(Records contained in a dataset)
-*-*-

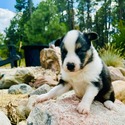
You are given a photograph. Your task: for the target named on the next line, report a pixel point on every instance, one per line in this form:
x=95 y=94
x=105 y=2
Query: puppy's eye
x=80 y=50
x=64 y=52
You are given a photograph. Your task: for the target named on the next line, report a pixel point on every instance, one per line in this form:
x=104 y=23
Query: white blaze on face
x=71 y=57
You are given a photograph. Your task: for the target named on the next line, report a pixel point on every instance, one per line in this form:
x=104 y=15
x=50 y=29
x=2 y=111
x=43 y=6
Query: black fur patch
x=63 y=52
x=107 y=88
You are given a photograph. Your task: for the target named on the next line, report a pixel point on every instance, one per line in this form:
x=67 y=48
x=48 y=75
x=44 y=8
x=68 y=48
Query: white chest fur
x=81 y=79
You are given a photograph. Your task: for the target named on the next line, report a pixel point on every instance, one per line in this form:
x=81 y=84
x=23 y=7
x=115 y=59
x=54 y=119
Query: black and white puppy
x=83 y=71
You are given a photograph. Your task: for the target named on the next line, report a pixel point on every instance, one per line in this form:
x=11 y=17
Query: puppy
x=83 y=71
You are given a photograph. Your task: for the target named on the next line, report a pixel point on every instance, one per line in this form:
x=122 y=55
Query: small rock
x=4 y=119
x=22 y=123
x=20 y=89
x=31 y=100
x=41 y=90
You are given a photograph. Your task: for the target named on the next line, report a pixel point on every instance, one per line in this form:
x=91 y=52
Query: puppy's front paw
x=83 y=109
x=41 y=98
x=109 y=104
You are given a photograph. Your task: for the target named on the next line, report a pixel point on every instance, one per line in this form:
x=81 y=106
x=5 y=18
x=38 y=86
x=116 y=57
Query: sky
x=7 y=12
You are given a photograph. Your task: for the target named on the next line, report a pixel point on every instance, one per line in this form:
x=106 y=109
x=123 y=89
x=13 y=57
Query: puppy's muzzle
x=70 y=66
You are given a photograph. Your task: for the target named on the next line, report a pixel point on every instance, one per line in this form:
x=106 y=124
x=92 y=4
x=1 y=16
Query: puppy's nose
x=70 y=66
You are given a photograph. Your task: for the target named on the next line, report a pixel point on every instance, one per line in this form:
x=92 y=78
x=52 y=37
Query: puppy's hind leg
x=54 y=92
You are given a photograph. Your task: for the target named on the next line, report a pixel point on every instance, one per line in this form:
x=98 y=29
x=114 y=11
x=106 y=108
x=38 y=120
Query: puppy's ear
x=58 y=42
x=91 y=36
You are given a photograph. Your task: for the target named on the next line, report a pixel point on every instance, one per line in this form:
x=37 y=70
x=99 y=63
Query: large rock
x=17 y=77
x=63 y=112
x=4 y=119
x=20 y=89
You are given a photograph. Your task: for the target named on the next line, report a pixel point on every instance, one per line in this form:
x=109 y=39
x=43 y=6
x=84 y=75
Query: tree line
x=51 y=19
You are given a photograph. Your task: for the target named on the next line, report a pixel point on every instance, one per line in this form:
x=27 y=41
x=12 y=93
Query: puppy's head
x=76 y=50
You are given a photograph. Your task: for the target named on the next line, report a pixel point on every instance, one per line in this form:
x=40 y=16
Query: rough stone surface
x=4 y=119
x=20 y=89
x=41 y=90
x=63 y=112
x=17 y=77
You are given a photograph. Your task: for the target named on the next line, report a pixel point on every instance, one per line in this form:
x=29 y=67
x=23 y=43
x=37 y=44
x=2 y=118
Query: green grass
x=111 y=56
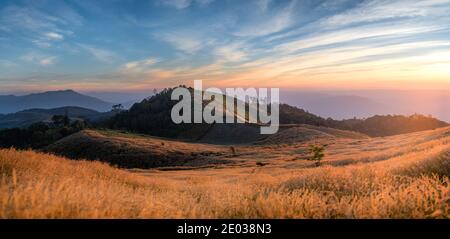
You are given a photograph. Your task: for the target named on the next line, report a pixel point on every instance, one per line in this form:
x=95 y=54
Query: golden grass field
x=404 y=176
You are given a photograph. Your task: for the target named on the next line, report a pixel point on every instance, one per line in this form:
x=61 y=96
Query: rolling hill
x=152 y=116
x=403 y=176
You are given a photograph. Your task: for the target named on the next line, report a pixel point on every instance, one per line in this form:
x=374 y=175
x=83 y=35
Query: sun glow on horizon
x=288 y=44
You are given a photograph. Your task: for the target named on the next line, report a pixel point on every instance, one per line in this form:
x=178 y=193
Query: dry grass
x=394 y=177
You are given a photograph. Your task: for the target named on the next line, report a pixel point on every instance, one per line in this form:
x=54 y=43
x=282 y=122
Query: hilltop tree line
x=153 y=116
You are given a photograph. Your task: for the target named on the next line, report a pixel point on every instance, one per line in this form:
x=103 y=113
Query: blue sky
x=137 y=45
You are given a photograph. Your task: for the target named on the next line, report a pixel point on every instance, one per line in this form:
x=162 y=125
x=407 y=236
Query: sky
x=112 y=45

-*-*-

** AIM OF THE TASK **
Copy, without any change, the lines above from the one containing "Query: blue sky" to the end, both ends included. Add nothing else.

** TASK RESPONSE **
Query: blue sky
x=137 y=45
You are given a photograph. Your task: for the target named on the next line, report a pixel point on every instance, one per line in this form:
x=162 y=125
x=407 y=236
Query: sky
x=112 y=45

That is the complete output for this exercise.